Work order. Go through the data line by line and count the lines that hold "this". Reply with the total only.

START Provided records

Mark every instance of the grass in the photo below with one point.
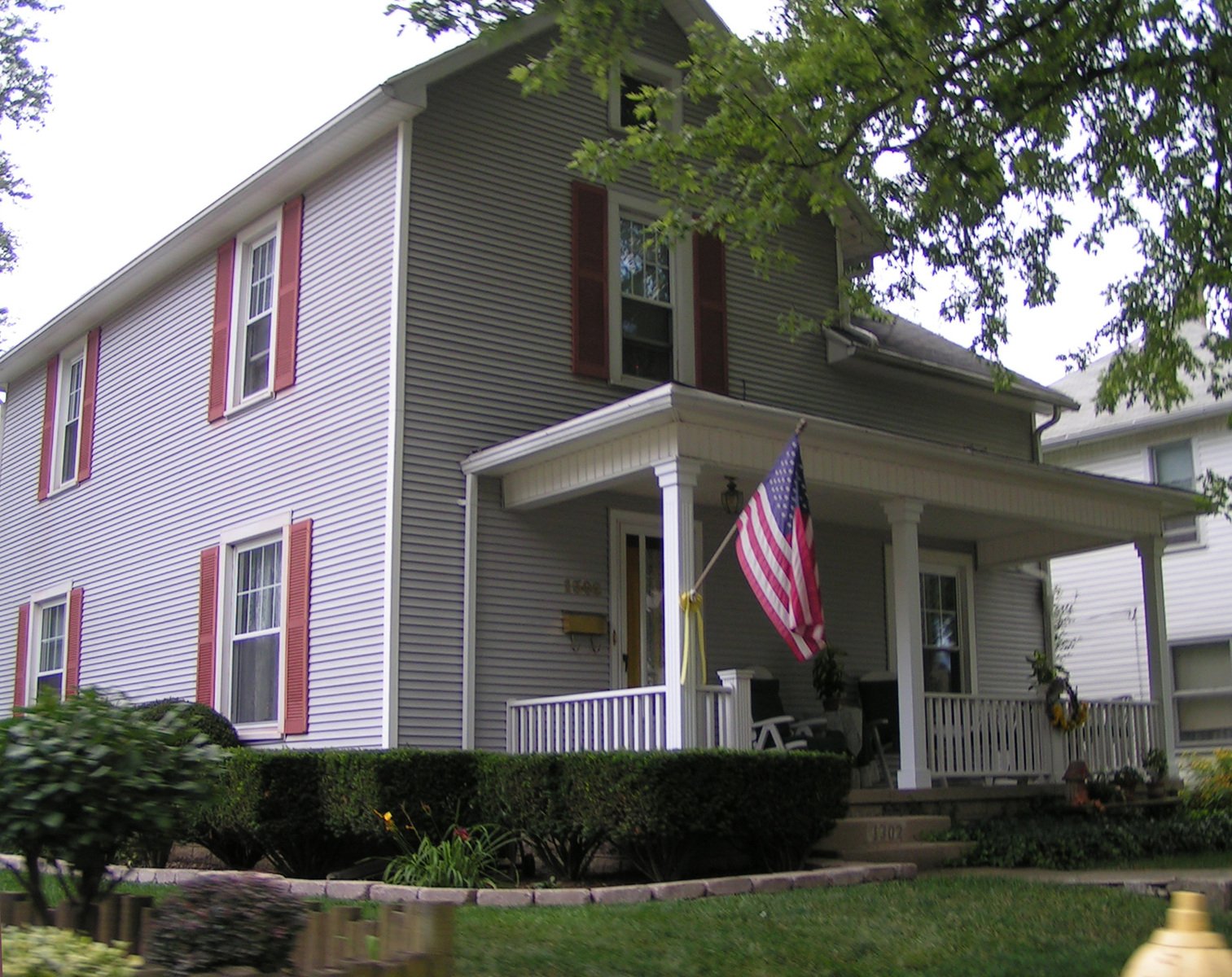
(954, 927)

END Provided records
START Provided records

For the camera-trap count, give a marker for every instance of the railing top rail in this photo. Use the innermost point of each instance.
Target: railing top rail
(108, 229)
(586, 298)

END Provided records
START Provided records

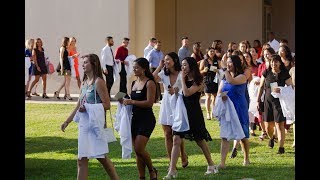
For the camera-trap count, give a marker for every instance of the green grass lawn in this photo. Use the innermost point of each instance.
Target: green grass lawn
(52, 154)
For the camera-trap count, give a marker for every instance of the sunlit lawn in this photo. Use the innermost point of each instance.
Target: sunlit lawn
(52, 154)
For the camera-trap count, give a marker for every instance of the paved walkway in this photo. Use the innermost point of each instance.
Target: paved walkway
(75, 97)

END Provided records

Your response. 4